**Lesetext:**
Hier ist ein kurzes Interview mit ihm.
THAT CRAFTY FEELING
Beim Romanschreiben gibt es die Macroplaner, die erst den ganzen Plot festlegen, bevor sie eine einzige Zeile schreiben. Und es gibt die Micromanager, die bei der ersten Seite einfach anfangen und dann schauen, wohin die Geschichte sie führen wird. Sagt die Schriftstellerin Zadie Smith. Sie selbst sei ein Micromanager. Und beschreibt in ihrem Essay "That Crafty Feeling" (den man sich in Teilen hier zusammen mit einem sehr interessanten Gespräch mit der Autorin anhören kann), dass die ersten zwanzig Seiten manchmal Jahre brauchen, bis man den richtigen Ton gefunden hat. Wie man einmal in Schwung gekommen einen magischen Raum betritt. Und wie man am Ende auch wieder loslässt. Smiths Anleitung zum Schreiben klingt so leichtfüßig wie klug, dass man sich ganz ermutigt fühlt, selbst loszulegen. Oder einfach noch einen ihrer Texte aus dem (bisher nur auf Englisch erschienenen) Essayband "Changing My Mind" zu lesen. Und damit die Wartezeit auf ihren im Herbst erscheinenden neuen Roman "NW" (nach sieben Jahren! Wie lange hat sie wohl diesmal für die ersten zwanzig Seiten gebraucht?) verkürzt.

Datensatzeinträge

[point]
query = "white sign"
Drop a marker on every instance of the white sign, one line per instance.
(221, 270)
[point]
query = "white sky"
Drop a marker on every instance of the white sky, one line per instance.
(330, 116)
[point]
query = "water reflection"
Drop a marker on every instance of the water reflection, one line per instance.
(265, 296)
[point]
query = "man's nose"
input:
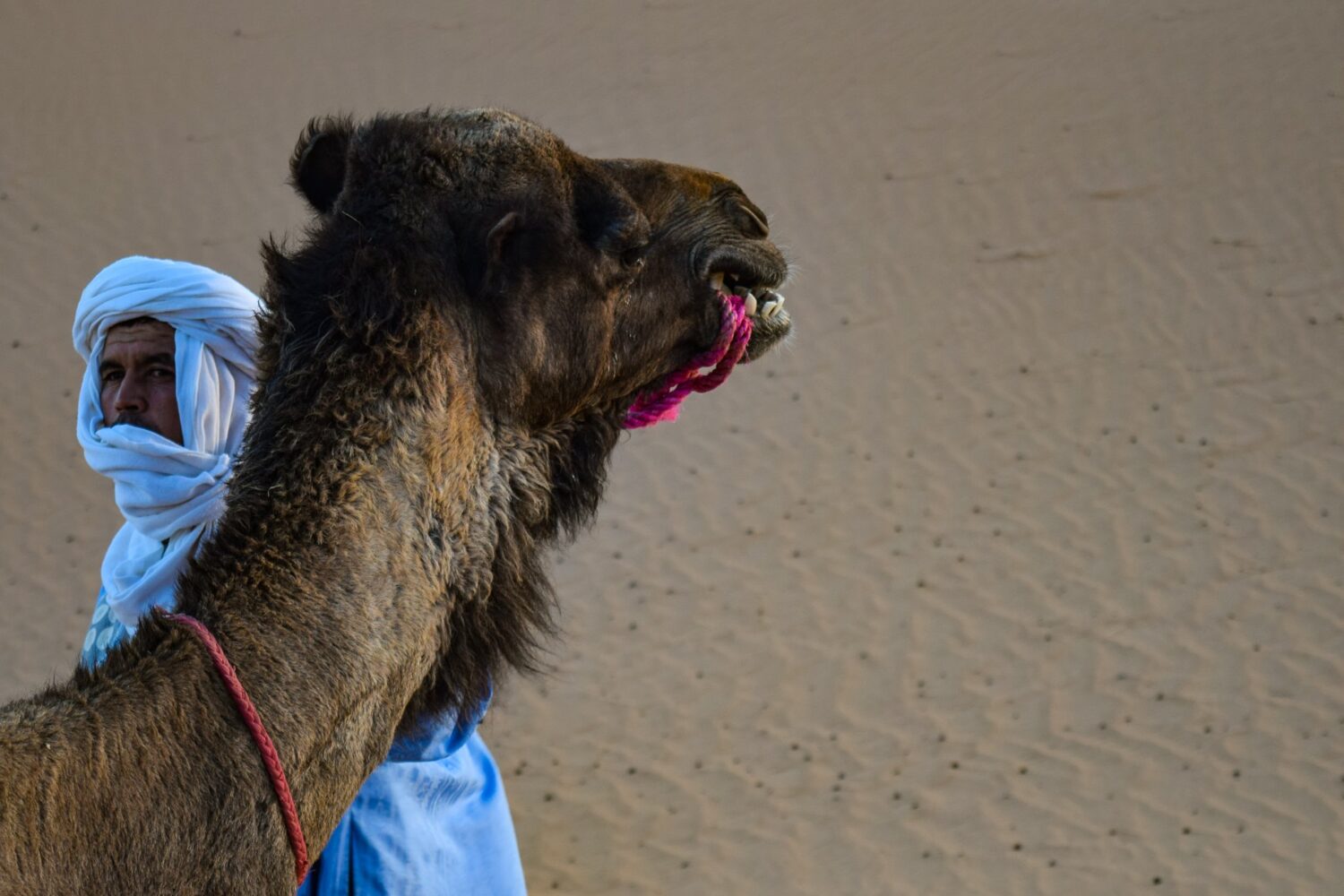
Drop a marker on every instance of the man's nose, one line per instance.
(131, 395)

**Ziel der Aufgabe:**
Fassen Sie den Text über Zadie Smiths Essay „That Crafty Feeling“ in genau zwei Sätzen zusammen. Das Material stammt aus einer anderen Quelle.

**Aufgabenergebnis:**
Laut Zadie Smith gibt es beim Romanschreiben Macroplaner, die vorab den ganzen Plot festlegen, und Micromanager, die mit der ersten Seite beginnen und schauen, wohin die Geschichte führt; sich selbst zählt sie zu Letzteren. In ihrem Essay „That Crafty Feeling“ beschreibt sie, dass das Finden des richtigen Tons für die ersten zwanzig Seiten manchmal Jahre dauert, wie man in Schwung einen magischen Raum betritt und wie man am Ende wieder loslässt.